**Study questions:**
A - In the post on pension problems, rewrite the paragraph that begins "Longevity: We are living too long" as a shorter paragraph, keeping its main facts.
B - Answer these questions from the post on pension problems, one line per answer, marked like the questions:
(i) What year's market collapse is blamed for people not having enough invested?
(ii) Which of the proposed cures concerns the age at which people retire?
(iii) Which company introduced Canada's first workplace pension?

**Selected extract:**

::::::

Royce Shook en Lifestyle, beBee in English, Healthy Living Workshop Facilitator • Cosco Health and Wellness Institute 18/8/2017 · 2 min de lectura · +100

The problem with pensions: symptoms and cures

This is an interesting perspective and one that should raise some discussion.  It is always interesting to see what those who serve the 1% believe. The issues as presented here are boomers are living too long, we don't have enough invested because of the market collapse in 2008, there are too many boomers retiring, and many of us do not have good or any pension plans.

The cures to this problem are simple,  shared risk pension plans that  are allowed to suspend benefits when the plan is in trouble, make people work longer by raising the retirement age, reform pension management structure to implement more shared risk plans into the mix, expand the Canada Pension plan for workers who earn between $30.000 and $100,000, pooling the savings of defined contribution plans. Some interesting ideas were presented

THE SYMPTOMS

Longevity: We are living too long. When Grand Trunk Railway introduced Canada’s first workplace pension in 1874, the retirement age was 70 and average life expectancy 55, meaning the average worker was dead for 15 years before they could collect a pension. Today the average Canadian worker is retiring at 63 and life expectancy is almost 80 years. As life expectancy rises, workers’retirement years will soon exceed their career years, meaning they will be spending far more than anticipated.

::::::

**Data records:**

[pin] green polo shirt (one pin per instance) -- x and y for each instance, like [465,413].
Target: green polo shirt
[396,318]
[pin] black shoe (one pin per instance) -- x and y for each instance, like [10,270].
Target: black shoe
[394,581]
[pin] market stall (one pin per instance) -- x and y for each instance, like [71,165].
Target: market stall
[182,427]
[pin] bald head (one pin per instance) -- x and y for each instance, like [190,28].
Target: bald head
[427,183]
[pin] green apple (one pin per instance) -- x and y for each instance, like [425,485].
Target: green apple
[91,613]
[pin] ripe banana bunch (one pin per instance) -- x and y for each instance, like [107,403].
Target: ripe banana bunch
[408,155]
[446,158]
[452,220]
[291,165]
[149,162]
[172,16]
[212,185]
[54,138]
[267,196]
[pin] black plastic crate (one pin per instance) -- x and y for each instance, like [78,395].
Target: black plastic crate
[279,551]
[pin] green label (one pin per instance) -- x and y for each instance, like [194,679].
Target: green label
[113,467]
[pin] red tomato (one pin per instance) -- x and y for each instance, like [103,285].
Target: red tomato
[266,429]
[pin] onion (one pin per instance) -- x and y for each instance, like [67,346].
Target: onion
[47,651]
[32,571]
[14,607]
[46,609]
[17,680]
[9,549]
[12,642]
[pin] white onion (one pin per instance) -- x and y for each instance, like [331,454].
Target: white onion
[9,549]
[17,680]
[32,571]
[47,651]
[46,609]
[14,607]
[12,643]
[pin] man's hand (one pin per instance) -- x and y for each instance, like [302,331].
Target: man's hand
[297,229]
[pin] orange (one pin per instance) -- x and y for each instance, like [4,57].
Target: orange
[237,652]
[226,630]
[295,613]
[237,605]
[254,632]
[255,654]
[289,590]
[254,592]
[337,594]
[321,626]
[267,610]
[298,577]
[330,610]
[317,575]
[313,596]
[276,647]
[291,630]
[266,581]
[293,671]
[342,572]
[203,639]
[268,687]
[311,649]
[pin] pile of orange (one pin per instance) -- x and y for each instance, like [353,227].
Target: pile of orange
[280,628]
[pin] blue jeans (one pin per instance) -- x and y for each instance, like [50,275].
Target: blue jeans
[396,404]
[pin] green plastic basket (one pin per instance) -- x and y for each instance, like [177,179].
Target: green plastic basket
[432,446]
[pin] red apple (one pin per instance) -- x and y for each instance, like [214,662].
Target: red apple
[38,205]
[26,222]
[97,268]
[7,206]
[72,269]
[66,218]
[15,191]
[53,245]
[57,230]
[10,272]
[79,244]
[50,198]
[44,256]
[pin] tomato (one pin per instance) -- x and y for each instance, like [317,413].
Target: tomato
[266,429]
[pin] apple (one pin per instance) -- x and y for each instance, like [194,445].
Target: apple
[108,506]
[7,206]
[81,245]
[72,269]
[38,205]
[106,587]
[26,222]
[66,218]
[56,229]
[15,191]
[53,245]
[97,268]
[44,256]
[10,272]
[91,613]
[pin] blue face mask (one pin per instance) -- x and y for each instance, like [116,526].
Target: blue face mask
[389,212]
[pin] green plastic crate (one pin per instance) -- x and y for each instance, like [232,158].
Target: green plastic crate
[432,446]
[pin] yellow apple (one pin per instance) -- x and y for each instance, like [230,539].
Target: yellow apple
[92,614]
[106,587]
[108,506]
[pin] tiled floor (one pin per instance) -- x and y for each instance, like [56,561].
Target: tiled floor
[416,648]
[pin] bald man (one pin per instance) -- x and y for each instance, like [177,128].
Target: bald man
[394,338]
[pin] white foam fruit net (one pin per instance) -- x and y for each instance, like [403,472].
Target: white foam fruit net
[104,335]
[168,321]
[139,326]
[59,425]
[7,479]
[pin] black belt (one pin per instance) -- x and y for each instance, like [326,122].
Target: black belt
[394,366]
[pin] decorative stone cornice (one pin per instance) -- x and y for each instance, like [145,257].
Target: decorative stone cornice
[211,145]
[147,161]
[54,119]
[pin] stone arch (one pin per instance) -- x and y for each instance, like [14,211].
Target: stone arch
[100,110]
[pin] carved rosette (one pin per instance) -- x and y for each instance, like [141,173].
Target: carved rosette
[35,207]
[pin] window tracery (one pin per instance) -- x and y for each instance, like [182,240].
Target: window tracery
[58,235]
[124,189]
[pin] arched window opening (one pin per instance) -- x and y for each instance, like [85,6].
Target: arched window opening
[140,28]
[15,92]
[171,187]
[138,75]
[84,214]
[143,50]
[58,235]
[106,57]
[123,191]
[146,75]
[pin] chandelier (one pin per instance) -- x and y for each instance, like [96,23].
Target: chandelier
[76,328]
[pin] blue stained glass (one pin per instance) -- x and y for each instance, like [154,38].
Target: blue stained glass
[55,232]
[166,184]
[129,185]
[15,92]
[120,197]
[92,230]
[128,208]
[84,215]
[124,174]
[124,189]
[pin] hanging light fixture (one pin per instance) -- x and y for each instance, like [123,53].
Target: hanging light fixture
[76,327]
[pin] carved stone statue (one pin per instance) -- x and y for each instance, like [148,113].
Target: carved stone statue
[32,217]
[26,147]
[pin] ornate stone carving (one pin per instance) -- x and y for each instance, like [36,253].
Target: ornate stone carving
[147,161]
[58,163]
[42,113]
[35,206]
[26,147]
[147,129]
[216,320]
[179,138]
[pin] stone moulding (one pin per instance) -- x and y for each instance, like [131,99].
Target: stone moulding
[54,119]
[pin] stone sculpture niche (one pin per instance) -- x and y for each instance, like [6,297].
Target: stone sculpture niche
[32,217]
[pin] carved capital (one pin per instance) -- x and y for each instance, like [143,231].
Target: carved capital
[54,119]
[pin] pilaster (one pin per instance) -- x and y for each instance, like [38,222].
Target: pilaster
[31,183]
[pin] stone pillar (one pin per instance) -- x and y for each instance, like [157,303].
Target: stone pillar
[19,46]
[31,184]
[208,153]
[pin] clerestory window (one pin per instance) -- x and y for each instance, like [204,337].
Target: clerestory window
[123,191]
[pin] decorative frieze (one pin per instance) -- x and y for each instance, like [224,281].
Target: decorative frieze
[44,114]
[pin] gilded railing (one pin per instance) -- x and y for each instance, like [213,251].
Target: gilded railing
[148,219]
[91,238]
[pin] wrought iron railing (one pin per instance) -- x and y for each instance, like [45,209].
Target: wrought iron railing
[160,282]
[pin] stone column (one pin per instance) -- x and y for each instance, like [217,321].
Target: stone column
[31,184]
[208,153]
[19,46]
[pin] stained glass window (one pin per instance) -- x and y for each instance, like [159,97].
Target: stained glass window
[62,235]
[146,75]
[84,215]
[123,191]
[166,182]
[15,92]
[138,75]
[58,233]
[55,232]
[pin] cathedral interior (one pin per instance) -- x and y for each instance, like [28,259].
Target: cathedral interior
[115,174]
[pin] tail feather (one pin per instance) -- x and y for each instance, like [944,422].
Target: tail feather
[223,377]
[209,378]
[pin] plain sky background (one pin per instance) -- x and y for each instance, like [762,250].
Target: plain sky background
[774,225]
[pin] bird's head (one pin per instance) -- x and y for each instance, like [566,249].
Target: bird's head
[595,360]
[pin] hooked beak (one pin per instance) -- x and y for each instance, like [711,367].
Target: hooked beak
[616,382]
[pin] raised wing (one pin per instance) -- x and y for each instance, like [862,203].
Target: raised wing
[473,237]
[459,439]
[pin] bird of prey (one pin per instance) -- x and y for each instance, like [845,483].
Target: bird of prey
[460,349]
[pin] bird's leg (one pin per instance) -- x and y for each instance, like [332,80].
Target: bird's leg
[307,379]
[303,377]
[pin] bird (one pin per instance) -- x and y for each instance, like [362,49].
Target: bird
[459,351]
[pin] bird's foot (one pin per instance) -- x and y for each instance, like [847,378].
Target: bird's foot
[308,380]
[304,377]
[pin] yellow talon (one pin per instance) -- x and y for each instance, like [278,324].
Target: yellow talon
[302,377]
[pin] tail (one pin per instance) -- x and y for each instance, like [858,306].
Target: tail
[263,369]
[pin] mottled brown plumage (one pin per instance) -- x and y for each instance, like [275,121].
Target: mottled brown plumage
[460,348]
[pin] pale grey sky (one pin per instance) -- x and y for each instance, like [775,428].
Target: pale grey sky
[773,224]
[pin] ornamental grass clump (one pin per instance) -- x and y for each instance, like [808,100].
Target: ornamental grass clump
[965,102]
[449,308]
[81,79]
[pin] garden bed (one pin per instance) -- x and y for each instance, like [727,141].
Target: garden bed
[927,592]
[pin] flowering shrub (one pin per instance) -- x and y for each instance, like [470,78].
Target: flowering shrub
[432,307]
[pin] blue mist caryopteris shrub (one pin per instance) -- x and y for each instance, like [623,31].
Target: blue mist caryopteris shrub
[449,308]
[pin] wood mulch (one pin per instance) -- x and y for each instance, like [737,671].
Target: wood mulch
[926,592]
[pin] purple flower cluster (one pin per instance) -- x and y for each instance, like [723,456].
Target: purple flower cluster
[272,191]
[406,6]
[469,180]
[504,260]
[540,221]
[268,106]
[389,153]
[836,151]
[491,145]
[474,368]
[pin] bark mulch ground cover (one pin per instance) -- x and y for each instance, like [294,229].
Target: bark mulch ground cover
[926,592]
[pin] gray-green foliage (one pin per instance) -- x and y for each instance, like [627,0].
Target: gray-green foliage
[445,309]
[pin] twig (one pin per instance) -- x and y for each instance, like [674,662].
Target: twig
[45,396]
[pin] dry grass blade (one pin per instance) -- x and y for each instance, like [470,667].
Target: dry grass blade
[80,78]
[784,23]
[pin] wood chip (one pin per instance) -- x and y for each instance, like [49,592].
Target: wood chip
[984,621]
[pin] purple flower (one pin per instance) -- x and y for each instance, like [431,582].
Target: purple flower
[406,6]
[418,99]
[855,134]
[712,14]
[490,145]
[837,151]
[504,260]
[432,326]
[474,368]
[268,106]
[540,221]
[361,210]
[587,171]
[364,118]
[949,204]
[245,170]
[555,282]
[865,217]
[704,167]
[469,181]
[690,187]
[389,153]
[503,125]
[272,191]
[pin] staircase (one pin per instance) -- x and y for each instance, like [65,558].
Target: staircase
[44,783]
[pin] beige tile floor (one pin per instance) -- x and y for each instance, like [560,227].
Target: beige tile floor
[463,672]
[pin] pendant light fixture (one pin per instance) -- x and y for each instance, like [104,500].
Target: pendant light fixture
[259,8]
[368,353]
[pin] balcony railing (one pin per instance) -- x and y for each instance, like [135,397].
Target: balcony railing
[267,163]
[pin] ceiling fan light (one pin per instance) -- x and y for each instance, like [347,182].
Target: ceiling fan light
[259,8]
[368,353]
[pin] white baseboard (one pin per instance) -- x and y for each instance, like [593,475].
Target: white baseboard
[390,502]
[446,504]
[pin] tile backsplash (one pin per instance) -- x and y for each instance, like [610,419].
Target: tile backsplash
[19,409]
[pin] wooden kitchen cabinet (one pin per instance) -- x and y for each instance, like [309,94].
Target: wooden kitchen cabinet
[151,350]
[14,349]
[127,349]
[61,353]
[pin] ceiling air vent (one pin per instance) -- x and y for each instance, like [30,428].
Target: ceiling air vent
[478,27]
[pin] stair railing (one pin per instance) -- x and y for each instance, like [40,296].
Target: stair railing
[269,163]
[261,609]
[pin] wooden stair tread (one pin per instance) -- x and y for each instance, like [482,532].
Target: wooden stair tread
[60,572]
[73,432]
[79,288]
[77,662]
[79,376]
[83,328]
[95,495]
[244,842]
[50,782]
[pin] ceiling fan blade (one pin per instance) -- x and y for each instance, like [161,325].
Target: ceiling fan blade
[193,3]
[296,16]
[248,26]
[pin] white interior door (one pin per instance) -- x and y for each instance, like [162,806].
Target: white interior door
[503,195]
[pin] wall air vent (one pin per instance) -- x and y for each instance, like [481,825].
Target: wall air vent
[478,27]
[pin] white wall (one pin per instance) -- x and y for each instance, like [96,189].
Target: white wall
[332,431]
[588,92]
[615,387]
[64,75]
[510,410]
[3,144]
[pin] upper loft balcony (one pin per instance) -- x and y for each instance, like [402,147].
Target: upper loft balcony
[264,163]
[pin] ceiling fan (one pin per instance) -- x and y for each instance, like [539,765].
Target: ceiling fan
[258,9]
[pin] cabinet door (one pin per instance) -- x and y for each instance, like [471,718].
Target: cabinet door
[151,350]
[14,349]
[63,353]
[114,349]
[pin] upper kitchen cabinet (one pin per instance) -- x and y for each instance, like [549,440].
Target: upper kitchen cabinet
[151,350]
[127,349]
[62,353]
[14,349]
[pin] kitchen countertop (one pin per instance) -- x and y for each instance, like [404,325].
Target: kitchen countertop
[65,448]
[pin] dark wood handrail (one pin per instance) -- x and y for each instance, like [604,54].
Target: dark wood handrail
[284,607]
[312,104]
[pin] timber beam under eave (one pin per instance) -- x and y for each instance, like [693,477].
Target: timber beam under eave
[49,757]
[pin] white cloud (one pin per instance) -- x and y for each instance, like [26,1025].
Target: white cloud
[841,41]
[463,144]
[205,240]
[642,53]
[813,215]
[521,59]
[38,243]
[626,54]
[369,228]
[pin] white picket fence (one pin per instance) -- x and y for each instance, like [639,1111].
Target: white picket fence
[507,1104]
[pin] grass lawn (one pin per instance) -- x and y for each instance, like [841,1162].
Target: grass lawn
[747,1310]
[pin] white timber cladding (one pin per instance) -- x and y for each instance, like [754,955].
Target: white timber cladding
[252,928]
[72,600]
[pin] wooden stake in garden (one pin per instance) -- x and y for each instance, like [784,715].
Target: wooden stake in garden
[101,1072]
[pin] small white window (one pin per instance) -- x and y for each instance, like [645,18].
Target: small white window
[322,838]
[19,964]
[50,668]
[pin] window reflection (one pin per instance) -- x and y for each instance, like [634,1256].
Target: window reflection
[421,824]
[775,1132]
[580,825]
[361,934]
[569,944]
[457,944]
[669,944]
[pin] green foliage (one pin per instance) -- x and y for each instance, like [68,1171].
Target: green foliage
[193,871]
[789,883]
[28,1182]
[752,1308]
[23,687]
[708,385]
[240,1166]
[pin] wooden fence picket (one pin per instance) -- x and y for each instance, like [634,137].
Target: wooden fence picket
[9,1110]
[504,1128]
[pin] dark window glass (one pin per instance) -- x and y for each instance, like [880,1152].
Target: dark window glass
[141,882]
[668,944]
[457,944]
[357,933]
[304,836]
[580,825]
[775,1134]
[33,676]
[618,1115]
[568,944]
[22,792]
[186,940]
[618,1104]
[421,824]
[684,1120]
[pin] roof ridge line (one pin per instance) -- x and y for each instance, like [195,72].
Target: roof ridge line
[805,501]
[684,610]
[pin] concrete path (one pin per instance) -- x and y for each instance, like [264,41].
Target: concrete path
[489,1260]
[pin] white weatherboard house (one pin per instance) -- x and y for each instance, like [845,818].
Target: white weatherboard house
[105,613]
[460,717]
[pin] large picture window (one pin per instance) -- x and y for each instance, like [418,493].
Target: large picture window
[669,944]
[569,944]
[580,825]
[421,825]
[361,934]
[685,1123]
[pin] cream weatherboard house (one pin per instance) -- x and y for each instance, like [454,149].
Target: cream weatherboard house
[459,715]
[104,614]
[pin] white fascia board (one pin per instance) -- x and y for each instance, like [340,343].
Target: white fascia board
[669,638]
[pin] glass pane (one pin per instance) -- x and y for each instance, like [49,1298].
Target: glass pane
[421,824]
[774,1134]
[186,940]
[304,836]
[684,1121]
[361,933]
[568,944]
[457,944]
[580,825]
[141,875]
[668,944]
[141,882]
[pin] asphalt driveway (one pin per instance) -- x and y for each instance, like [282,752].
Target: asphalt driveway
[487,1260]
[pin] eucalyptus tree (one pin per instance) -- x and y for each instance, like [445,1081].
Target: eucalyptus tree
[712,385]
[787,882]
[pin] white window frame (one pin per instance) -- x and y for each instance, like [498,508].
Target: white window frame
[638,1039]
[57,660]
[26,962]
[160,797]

::::::

**Answers for the exercise:**
A - People are living longer. When Grand Trunk Railway started Canada's first workplace pension in 1874, workers retired at 70, but average life expectancy was 55, so the average worker died 15 years before any pension could be collected. Today the average Canadian worker retires at 63, and life expectancy is almost 80. As life expectancy keeps rising, retirement years will soon exceed career years, and workers will spend far more than expected.

B -
(i) 2008
(ii) Making people work longer by raising the retirement age
(iii) Grand Trunk Railway